== EXTRACT PROVIDED ==
A 2-year-old’s afternoon in the garden with her mom led to the discovery of an entirely new species.
The newly discovered tree hopper species, the Hebetica sylviae, was named after none other than young Sylvie Beckers, now 5, who discovered it while overwatering the flowerbed three summers ago.
“Usually when you discover a species, you want to give it a name that describes something about the animal or plant,” her mom, Dr. Laura Sullivan-Beckers of Kentucky, told InsideEdition.com. “Because we don’t know its biology yet and since she was involved, I thought it would be a good thing to call it after her.”
Sullivan-Beckers, an assistant professor of biology at Murray State University who specializes in the evolution of mating behavior in spiders, told InsideEdition.com it all started in the summer of 2016, when she had invited her then-2-year-old daughter into the garden to help her plant wildflowers.
“I put the seeds in and I let Sylvie water the flower bed,” she said. “She watered and watered and watered and the soil flooded with water and there were all these tree hoppers that were bright green and they floated to the top.”
Because tree hoppers are normally found on trees, Sullivan-Beckers said she was immediately fascinated and began taking pictures to send to her Ph.D. adviser.
“We looked at one and he was like, ‘Oh, this is really weird. This is out of place,’” she recalled. “He then put me in contact with some people at USDA. and they were the ones that looked at it and compared it with specimens around the world.”
A lot of research and hard work later, they found that Sullivan-Beckers and her daughter had discovered an entire new species.
“You don’t think about it happening in rural Kentucky,” she joked. “This just landed in my backyard.”
Since they have only found the specimen after it was deceased, they haven’t been able to make many strides in research about the Hebetica sylviae, but she said they did determine that it was most likely a prey species for wasps that likely resides at the top of extremely tall oak trees.
Even with minimal knowledge about the new species, Sullivan-Beckers said she hopes the new discovery, born out of a sweet mother-daughter bonding moment, encourages more families to get outdoors.
“There’s biodiversity even in your own backyard,” she said.
===
== DATA SECTION ==
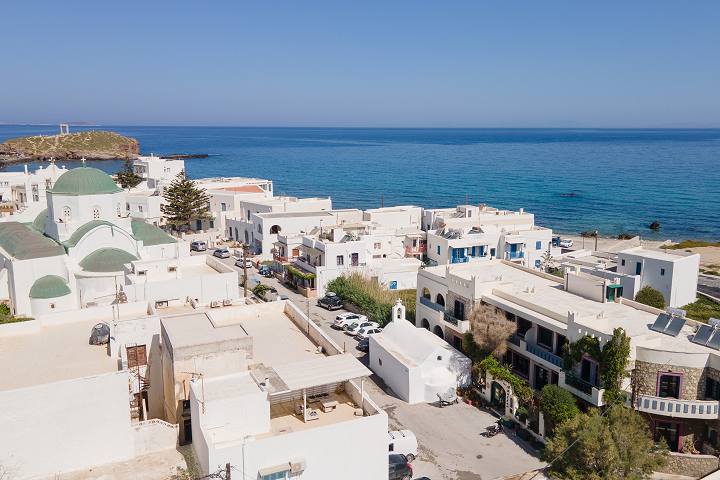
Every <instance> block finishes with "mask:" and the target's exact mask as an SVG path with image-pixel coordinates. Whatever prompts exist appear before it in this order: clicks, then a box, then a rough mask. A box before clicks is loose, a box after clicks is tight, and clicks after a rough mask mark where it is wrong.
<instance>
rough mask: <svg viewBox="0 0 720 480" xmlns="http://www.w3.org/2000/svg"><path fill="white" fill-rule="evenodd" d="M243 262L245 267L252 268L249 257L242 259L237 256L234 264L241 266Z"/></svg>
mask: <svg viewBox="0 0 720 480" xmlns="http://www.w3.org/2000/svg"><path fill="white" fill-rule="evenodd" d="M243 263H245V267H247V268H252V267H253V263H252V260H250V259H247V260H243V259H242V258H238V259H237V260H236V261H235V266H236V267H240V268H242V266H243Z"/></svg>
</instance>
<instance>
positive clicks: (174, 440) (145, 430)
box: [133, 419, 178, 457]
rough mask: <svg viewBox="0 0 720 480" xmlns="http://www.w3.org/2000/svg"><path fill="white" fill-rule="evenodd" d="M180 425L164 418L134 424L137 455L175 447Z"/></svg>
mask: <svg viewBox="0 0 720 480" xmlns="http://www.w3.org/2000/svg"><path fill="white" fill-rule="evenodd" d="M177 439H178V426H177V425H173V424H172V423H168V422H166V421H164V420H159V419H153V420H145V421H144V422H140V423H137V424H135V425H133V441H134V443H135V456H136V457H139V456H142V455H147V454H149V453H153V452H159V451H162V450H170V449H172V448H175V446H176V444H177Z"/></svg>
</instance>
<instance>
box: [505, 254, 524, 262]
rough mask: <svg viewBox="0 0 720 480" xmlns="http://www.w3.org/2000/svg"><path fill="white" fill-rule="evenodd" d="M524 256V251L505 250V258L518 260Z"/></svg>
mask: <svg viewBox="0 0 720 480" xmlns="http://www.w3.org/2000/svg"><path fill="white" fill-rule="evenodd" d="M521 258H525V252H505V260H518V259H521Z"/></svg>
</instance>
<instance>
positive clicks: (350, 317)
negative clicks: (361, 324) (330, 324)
===
=== TASKS TO PERFORM ===
a - Do the following statements agree with the tree hopper article? For each, answer yes or no and quote the words of the article that decide it. (i) Sylvie was two years old when the tree hoppers were found. (ii) The new species was studied while still alive. (iii) Sullivan-Beckers specializes in the mating behavior of tree hoppers.
b - How would you render this sentence from the tree hopper article in Spanish: "Because tree hoppers are normally found on trees, Sullivan-Beckers said she was immediately fascinated and began taking pictures to send to her Ph.D. adviser."
c - Write out the tree hopper article from "A 2-year-old’s afternoon" up to and including "three summers ago.", swapping "species" for "insect" each time it appears.

=== SOLVED PROBLEMS ===
a -
(i) Yes: "her then-2-year-old daughter"
(ii) No: "they have only found the specimen after it was deceased"
(iii) No: "specializes in the evolution of mating behavior in spiders"

b - Como los membrácidos normalmente se encuentran en los árboles, Sullivan-Beckers dijo que de inmediato quedó fascinada y empezó a tomar fotos para enviárselas a su asesor de doctorado.

c -
A 2-year-old’s afternoon in the garden with her mom led to the discovery of an entirely new insect.
The newly discovered tree hopper insect, the Hebetica sylviae, was named after none other than young Sylvie Beckers, now 5, who discovered it while overwatering the flowerbed three summers ago.